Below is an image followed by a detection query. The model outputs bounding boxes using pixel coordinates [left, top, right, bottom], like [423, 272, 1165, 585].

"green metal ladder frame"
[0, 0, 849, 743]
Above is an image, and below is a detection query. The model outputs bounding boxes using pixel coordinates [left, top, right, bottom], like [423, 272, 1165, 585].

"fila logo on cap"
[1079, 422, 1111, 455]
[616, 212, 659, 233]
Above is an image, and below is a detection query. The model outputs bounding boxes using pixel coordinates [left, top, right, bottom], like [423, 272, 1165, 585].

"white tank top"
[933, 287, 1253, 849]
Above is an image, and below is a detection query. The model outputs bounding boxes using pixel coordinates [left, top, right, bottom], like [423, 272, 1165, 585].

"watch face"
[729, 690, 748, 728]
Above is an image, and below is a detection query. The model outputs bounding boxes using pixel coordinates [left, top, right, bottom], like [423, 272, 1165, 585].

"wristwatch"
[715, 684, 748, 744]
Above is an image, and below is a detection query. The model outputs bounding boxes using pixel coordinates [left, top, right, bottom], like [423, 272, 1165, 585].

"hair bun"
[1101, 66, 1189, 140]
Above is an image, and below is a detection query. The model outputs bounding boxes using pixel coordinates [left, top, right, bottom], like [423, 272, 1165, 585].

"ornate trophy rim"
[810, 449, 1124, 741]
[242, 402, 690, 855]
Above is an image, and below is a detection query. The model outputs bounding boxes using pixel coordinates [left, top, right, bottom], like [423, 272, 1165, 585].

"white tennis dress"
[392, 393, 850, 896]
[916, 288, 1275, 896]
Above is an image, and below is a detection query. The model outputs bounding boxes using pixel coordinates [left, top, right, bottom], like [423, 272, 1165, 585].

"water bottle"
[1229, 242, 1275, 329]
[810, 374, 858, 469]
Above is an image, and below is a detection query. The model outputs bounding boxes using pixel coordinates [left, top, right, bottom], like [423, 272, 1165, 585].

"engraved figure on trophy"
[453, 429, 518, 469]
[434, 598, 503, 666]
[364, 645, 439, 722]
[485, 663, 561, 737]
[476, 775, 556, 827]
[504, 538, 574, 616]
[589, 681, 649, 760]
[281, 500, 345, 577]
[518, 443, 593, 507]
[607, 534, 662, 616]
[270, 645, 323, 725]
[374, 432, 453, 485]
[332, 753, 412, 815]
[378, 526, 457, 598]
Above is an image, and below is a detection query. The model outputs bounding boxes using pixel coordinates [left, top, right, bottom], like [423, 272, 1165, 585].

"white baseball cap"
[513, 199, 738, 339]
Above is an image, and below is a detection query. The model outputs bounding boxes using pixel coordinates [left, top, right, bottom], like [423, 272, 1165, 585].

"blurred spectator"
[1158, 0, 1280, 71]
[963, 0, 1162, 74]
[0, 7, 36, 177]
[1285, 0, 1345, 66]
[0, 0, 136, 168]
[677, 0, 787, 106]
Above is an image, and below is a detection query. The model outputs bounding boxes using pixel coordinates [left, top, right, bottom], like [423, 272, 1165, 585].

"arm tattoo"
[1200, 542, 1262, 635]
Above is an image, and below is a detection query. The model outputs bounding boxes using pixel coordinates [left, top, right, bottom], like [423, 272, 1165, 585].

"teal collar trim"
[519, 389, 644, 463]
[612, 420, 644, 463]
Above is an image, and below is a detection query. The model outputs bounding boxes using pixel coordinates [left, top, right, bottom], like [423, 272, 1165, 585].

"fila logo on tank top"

What needs to be done: Render every line of the data above as a JSON list of strings, one string per line, leaving out the blank lines.

Result of this exercise:
[
  "Below is an image followed by a detection query. The model outputs bounding boxes using pixel coordinates [left, top, right, bottom], like [423, 272, 1165, 585].",
  "\"green metal ladder frame\"",
  "[0, 0, 849, 743]",
  "Above is an image, and below is a detection query. The model outputs bounding boxes using pixel coordinates [left, top, right, bottom], like [423, 272, 1165, 585].",
  "\"fila logo on cap\"",
  "[1079, 422, 1111, 455]",
  "[616, 212, 659, 233]",
  "Above is an image, and below is a detection query. The model outputs bounding boxes using pixel coordinates [left, top, right, bottom], like [423, 272, 1165, 585].",
  "\"white tank top\"",
  "[933, 287, 1253, 849]",
  "Above is an image, and below is a detection query. The model outputs bounding boxes using pixel coordinates [left, top, right, bottom], like [423, 272, 1165, 585].",
  "\"watch face\"",
  "[729, 690, 748, 728]",
  "Above is an image, and below is a detection query. The model outputs bounding boxes using pixel coordinates [left, top, right, bottom], like [423, 272, 1165, 585].",
  "\"wristwatch\"",
  "[715, 684, 748, 744]",
  "Above is an image, and below is a detection query. The model outputs bounding boxes using pixel coordinates [left, top, right, bottom], like [423, 272, 1165, 585].",
  "\"hair bun\"",
  "[1101, 66, 1189, 140]",
  "Above is an image, and below is a detection query. The model outputs bounding boxes using pixel coordinates [left, top, right, bottom], like [423, 272, 1165, 585].",
  "\"ornate trophy rim\"",
  "[810, 449, 1124, 741]",
  "[242, 402, 690, 855]",
  "Above is an image, and below is a detection query. The model outputs bounding boxes using pixel coordinates [left, top, right, bottom], like [423, 272, 1165, 585].",
  "\"white tennis dress\"",
  "[392, 393, 850, 896]",
  "[916, 288, 1275, 896]",
  "Above is an image, and below is a detection query. The model outputs bounding boxes using pixel coordinates [left, top, right, bottom], like [423, 272, 1165, 585].",
  "\"water bottle\"",
  "[1229, 242, 1275, 329]",
  "[810, 374, 858, 469]",
  "Above is an image, and below is a detection query. The model outputs bounding boxes using pixel coordinates [left, top, right, bottom], like [423, 272, 1165, 585].",
  "\"engraved figure on trophy\"",
  "[453, 429, 518, 469]",
  "[434, 598, 503, 666]",
  "[364, 645, 439, 722]",
  "[485, 663, 561, 737]",
  "[476, 775, 556, 827]",
  "[504, 538, 574, 616]",
  "[589, 681, 649, 760]",
  "[281, 500, 345, 577]",
  "[518, 443, 593, 507]",
  "[607, 534, 662, 616]",
  "[270, 645, 323, 725]",
  "[374, 432, 453, 485]",
  "[332, 753, 412, 815]",
  "[378, 526, 457, 598]",
  "Above is an image, and below is a detection query. The model outputs bounding boxes using pixel coordinates [left, top, right, bottom], like [423, 272, 1165, 585].",
  "\"white baseball cap\"",
  "[513, 199, 738, 339]",
  "Above is an image, and below is a detection query. The model outputs bounding boxes using pixel coordinates [left, top, right, bottom], like [423, 272, 1165, 585].",
  "\"blurred spectator\"",
  "[1158, 0, 1280, 71]",
  "[963, 0, 1162, 74]",
  "[0, 7, 36, 177]",
  "[1285, 0, 1345, 66]",
  "[0, 0, 136, 168]",
  "[677, 0, 787, 106]",
  "Above is an image, and below is a detection query. The model outputs bounding boxes using pixel coordinates [left, top, right, bottom], like [423, 272, 1165, 585].",
  "\"arm tattoo\"",
  "[1200, 542, 1262, 635]",
  "Above is an image, and below is a detection query. The model outputs bounding boxes using pixel coordinates [left, top, right, bottom], like [423, 272, 1165, 585].",
  "\"teal collar trim\"",
  "[519, 389, 644, 463]",
  "[612, 420, 644, 463]",
  "Above is an image, and below is a detection query. The model outputs bounding boxes using pixel coordinates [left, top, right, bottom], like [423, 272, 1165, 585].",
  "\"fila logo on tank top\""
]